===== DOCUMENT SEGMENT =====

International Flavors & Fragrances Inc. (IFF) has released its full year results for 2025, reporting its highest earning division – Food Ingredients – brought in $3.28bn (€2.78bn).
So it comes as somewhat of a surprise that it’s this division the ingredients major wants to offload, in a move designed to “optimise” its portfolio.
Over the course of the year, the company met its full-year financial commitments, according to IFF CEO Erik Fyrwald, and is making moves to “direct resources” towards its “highest-value businesses”.
In other words, compared to IFF’s other departments, Food Ingredients operates on tighter margins.
Diving deeper into the financial results reveals that to be the case. Although Food Ingredients sales were strong, outranking Scent ($2.48bn), Health & Biosciences ($2.28bn), and Taste ($2.48bn), sales were actually down 3%.
Yes, part of the business grew strongly - Inclusions – but this was offset by weaker sales in its protein ingredients business, as well as the company’s decision to stop selling some low-profit products during 2025.
Overall, the division made $423m in adjusted operating profit, with a profit margin of 12.9%.
That’s still a significant figure, but comparing it with IFF’s other divisions puts it into perspective. Taste achieved a 19.3% profit margin, Scent 20.8%, and Health & Biosciences an impressive 26%. By contrast, Food Ingredients is indeed the lowest‑margin performer.
Overall, IFF is reporting about $10.9bn in sales in 2025, with underlying sales growing 2% in what its CEO describes as a “challenging operating environment”. It can’t be denied that selling off its $3.28bn business will not only materially reshape the company’s portfolio, but also its future.

===== DATA FOR REVIEW =====

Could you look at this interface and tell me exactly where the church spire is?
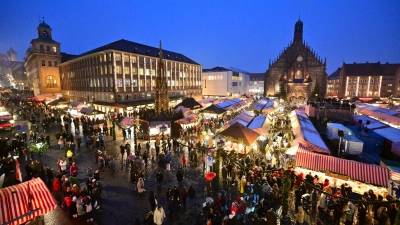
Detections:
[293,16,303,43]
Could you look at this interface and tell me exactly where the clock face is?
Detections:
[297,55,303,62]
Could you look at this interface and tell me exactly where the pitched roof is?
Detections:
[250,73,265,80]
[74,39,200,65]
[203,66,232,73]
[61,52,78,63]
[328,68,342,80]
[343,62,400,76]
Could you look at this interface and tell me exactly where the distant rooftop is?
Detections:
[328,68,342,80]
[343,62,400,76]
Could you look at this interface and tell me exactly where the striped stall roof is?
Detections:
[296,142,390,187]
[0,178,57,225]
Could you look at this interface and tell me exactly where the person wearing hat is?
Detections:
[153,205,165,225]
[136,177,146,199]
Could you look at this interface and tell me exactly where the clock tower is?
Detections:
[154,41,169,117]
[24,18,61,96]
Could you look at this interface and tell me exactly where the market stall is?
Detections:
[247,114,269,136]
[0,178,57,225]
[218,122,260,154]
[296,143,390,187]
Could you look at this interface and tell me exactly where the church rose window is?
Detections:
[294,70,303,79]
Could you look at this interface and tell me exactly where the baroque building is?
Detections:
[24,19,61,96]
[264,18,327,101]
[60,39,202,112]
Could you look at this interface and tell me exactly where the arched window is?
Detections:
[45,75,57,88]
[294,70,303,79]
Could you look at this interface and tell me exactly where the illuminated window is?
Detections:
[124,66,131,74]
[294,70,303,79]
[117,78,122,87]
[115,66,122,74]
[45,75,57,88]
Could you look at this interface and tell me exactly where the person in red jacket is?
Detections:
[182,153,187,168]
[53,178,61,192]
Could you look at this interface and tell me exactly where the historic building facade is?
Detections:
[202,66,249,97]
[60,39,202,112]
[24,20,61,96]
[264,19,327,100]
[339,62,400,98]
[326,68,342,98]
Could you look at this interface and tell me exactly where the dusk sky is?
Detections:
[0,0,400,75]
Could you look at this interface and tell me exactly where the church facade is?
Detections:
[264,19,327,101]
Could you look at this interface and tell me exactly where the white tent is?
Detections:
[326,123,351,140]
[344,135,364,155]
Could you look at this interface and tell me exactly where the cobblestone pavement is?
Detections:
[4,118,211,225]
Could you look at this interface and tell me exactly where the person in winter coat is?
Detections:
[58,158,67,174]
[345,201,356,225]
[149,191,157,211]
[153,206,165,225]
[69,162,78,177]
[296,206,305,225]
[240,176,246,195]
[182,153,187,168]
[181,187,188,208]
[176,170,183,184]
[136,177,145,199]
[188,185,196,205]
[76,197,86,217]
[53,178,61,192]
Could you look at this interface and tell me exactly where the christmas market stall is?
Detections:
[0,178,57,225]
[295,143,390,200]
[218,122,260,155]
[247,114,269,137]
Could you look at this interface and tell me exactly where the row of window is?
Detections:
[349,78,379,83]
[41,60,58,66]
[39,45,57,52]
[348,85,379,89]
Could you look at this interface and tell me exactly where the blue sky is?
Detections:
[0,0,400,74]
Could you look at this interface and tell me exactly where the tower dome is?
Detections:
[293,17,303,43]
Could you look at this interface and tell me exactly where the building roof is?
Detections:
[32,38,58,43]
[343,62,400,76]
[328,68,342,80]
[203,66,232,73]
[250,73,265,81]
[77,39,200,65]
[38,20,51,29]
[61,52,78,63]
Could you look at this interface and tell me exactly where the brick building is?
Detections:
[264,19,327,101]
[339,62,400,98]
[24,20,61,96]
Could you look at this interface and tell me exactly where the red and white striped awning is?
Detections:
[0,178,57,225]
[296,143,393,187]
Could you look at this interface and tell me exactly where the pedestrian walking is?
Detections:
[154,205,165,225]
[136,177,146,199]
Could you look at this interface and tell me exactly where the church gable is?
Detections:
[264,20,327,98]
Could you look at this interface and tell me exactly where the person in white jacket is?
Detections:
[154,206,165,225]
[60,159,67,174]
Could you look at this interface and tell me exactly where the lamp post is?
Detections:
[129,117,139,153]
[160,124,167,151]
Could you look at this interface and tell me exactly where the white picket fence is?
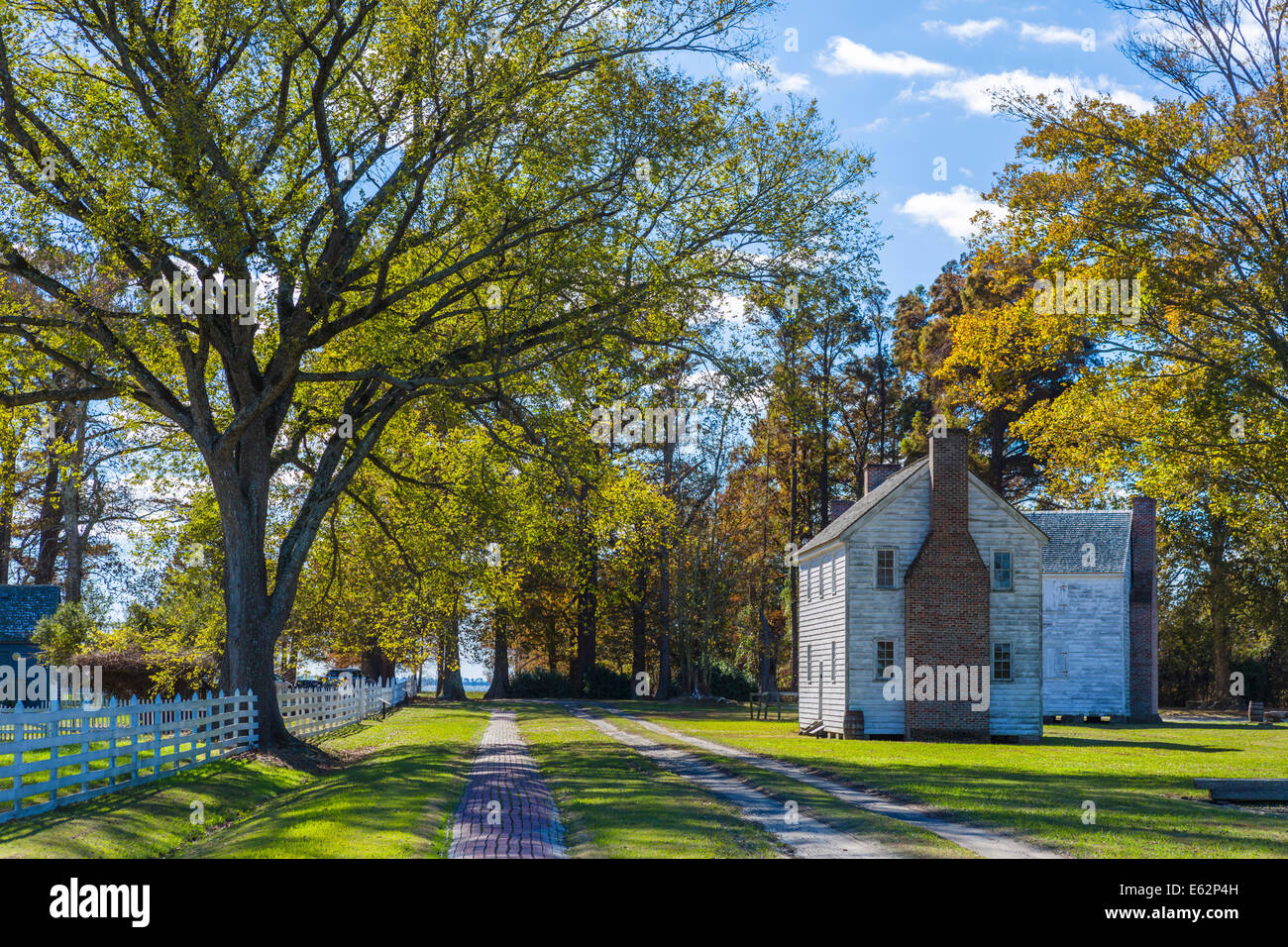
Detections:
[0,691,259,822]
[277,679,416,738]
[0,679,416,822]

=====

* THINGS TO DO
a: Decide whether each statement agrees with the article on IFF's 2025 results, answering yes or no and quoting the words from the article that settle it: (i) Food Ingredients sales fell 3% in 2025. (ii) Scent had the highest profit margin of IFF's divisions. (iii) Food Ingredients made $423m in adjusted operating profit.
b: Duplicate the part of the article on IFF's 2025 results between "In other words, compared" and "actually down 3%.", inclusive.

* RESPONSES FOR EACH TASK
a:
(i) Yes: "sales were actually down 3%"
(ii) No: "Health & Biosciences an impressive 26%"
(iii) Yes: "the division made $423m in adjusted operating profit"

b:
In other words, compared to IFF’s other departments, Food Ingredients operates on tighter margins.
Diving deeper into the financial results reveals that to be the case. Although Food Ingredients sales were strong, outranking Scent ($2.48bn), Health & Biosciences ($2.28bn), and Taste ($2.48bn), sales were actually down 3%.